start

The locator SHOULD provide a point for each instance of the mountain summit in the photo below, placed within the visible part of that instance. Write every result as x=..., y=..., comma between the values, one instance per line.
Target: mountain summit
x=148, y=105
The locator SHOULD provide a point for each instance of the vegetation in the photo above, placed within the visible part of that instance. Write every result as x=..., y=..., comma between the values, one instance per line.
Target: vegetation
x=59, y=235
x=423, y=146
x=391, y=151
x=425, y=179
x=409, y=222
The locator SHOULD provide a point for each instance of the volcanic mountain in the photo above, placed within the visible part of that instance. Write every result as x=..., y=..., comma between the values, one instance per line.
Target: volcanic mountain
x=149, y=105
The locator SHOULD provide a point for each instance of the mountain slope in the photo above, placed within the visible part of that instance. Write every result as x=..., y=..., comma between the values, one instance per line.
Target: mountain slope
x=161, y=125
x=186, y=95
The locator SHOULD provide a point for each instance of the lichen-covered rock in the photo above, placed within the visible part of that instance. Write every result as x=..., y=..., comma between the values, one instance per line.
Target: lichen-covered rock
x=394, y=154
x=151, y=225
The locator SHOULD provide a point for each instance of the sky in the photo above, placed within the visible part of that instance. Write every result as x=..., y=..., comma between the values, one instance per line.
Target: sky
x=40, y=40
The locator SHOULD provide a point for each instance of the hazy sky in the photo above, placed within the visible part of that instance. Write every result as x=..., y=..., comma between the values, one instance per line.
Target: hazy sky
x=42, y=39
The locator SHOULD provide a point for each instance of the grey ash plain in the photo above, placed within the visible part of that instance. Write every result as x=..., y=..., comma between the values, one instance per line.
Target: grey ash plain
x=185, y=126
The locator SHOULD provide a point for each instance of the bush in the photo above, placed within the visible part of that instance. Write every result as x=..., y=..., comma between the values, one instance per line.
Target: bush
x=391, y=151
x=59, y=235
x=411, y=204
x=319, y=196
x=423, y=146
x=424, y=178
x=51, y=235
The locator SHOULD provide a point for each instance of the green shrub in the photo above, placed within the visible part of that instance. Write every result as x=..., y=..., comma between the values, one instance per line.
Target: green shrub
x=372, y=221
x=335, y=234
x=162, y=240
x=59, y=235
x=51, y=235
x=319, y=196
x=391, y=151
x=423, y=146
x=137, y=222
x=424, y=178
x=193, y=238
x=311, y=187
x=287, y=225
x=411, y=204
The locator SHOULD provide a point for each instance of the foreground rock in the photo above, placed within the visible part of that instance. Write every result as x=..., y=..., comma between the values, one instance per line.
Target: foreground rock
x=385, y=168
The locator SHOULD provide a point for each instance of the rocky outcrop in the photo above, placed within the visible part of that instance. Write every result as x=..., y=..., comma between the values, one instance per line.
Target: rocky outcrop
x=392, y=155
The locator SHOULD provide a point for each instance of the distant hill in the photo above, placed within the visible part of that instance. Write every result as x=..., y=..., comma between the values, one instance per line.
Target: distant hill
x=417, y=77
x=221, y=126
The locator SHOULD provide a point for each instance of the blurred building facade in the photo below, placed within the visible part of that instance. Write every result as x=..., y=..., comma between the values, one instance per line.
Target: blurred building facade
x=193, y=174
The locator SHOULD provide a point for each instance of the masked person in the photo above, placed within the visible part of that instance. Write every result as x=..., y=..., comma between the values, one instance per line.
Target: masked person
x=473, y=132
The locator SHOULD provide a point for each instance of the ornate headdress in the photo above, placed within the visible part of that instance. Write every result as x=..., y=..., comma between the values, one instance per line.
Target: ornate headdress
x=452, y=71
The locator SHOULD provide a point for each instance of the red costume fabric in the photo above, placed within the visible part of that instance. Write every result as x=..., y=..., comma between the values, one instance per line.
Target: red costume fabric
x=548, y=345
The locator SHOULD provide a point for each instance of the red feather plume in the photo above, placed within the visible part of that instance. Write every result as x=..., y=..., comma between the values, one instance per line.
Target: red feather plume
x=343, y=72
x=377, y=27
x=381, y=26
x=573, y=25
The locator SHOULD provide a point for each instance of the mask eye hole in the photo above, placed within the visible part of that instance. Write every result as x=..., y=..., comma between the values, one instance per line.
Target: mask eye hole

end

Rewrite all of the lines above, changing every "locator" to "annotator" and leaving everything else as it is.

The annotator SHOULD provide a point for each instance of the mountain summit in the photo below, placed within the visible part of that instance. Write every result as x=..., y=..., comma between the values, one instance per line.
Target: mountain summit
x=148, y=105
The annotator SHOULD provide a point for each instance of the vegetation in the photo above, placed within the visible part of that instance. Write every result as x=..., y=..., comma between the values, one instance per line.
Target: vegetation
x=59, y=235
x=423, y=146
x=391, y=151
x=425, y=179
x=409, y=222
The annotator SHOULD provide a point for each instance of the volcanic mountain in the photo above, placed within the visible part of that instance. Write every result as x=..., y=..., comma between the values, one instance per line.
Target: volcanic mountain
x=149, y=105
The annotator SHOULD provide a point for each instance of the mountain slope in the photo above, placed within the visible part of that instance. Write every result as x=..., y=..., comma between the values, one instance per line.
Target: mountain slope
x=161, y=125
x=186, y=95
The annotator SHOULD provide a point for each instance of the lichen-covered rock in the photo above, placed within the visible part of that instance. Write every result as x=..., y=..., comma between the values, one instance per line.
Target: lichen-covered rock
x=394, y=154
x=151, y=225
The annotator SHOULD provide a point for each instance of the sky in the photo above, placed within the visible part of that instance. Write every result as x=..., y=..., comma between the values, one instance per line.
Target: sky
x=40, y=40
The annotator SHOULD provide a point for each instance of the hazy sky in the photo above, placed within the visible part of that instance. Write every result as x=..., y=..., comma between the values, one instance per line.
Target: hazy sky
x=42, y=39
The annotator SHOULD provide a point for each instance of the grey ash plain in the photo above, placed within the visible part of that instance. Write every result as x=..., y=..., comma between the values, one instance per line.
Target: grey ash plain
x=185, y=126
The annotator SHOULD provide a point for each instance of the bush in the photo above, placed within the visible part of that instance. Write every result as x=..., y=..., comma between the values, one instance per line.
Target: bush
x=391, y=151
x=59, y=235
x=411, y=204
x=319, y=196
x=423, y=146
x=424, y=178
x=51, y=235
The annotator SHOULD provide a point for each instance of the green shrub in the photo above, placed within the visible part of that instance. Write every result as x=..., y=..., comma between the values, one instance per line.
Target: green shrub
x=372, y=221
x=335, y=234
x=162, y=240
x=59, y=235
x=51, y=235
x=319, y=196
x=391, y=151
x=423, y=146
x=137, y=222
x=424, y=178
x=193, y=238
x=311, y=187
x=287, y=225
x=411, y=204
The annotator SHOULD provide a point for each instance of the foreground rock in the photo above, placed within the visible part of that instance. Write every result as x=..., y=..., comma between the values, one instance per line.
Target: foreground rock
x=385, y=168
The annotator SHOULD provide a point for each instance of the rocky outcrop in the photo above, placed within the visible part of that instance. Write every result as x=..., y=..., comma between the values, one instance per line.
Target: rocky outcrop
x=392, y=155
The annotator SHOULD provide a point for each instance of the distant hill in the photo above, placed within the visible part of that instance. Write every result as x=..., y=..., comma between the values, one instance per line.
Target: distant hill
x=417, y=77
x=221, y=126
The annotator SHOULD provide a point for each instance of the blurred building facade in the photo below, placed within the visible part of that instance. Write every result as x=..., y=..., comma between the values, one instance per line.
Target: blurred building facade
x=193, y=174
The annotator SHOULD provide a point for each instance of the masked person in the photo above, placed within the visible part of that instance. Write every result as x=..., y=..., comma between the values, one instance per line.
Target: masked person
x=473, y=132
The annotator SHOULD provide a point for each instance of the ornate headdress in the photo above, placed within the visible part of that instance. Write every result as x=..., y=..., comma between the values, one instance per line.
Target: ornate headdress
x=452, y=71
The annotator SHOULD provide a point for each instance of the red costume fabric in the photo above, placed within the visible part of that instance. Write every result as x=..., y=..., comma between the values, one instance per line.
Target: red costume fabric
x=548, y=345
The annotator SHOULD provide a point for each instance of the red feather plume in the photo above, placed within the visible part of that instance. Write every result as x=..., y=..., comma between the values, one instance per line.
Target: red feather plume
x=343, y=72
x=377, y=27
x=381, y=26
x=573, y=25
The annotator SHOULD provide a point for each instance of the mask eye hole in the photo above, placed within the visible part of that instance. Write every result as x=..., y=..., comma between the values, one instance per line.
Target: mask eye hole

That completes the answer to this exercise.